Output word for word the part of the records below that opens with the line containing "of the dark" and closes with the final line of the records, including both ends.

Extracted material start

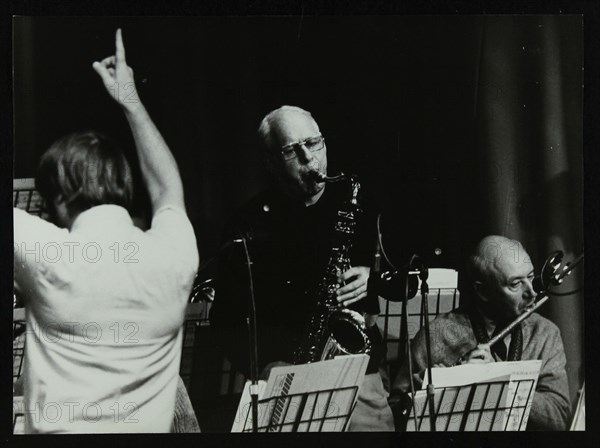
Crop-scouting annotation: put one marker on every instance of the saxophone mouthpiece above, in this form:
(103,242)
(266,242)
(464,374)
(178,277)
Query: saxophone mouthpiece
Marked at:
(319,177)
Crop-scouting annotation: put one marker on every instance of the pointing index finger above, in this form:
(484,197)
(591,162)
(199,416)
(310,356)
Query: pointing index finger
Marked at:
(120,48)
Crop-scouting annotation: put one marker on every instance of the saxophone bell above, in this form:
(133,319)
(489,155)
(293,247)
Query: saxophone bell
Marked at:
(347,334)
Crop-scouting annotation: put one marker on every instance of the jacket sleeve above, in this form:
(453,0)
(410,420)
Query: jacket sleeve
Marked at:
(551,409)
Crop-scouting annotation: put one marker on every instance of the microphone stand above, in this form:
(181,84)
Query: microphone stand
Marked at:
(251,322)
(424,275)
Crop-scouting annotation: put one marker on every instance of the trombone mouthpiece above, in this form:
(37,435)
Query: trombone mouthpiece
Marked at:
(320,177)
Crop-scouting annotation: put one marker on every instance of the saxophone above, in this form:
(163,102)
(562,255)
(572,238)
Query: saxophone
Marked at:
(333,329)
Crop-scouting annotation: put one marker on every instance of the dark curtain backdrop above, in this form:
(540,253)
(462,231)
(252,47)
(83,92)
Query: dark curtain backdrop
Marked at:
(460,126)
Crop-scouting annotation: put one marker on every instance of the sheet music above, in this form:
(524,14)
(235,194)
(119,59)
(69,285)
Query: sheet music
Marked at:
(496,397)
(326,396)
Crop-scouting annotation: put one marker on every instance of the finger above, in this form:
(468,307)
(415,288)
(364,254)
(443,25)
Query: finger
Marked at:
(353,272)
(108,61)
(120,48)
(103,72)
(475,361)
(353,296)
(351,287)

Extracted material end

Exercise response:
Crop-scouting annotation: put one marker on every instance of the dark curtain backdrop above, in this form:
(540,253)
(462,231)
(252,47)
(83,92)
Query: dark curtain backdrop
Marked at:
(460,126)
Crop-scouting annotation: put one marker on every instance of the sheet music above, in this form:
(524,14)
(235,194)
(119,59)
(69,285)
Query: sheet music
Marked at:
(496,397)
(326,396)
Crop-scouting annotation: put one marker on every instance of the finger above, in this form:
(468,307)
(415,288)
(364,254)
(443,25)
Query: finger
Marked at:
(353,272)
(108,61)
(120,48)
(103,72)
(475,361)
(353,296)
(351,287)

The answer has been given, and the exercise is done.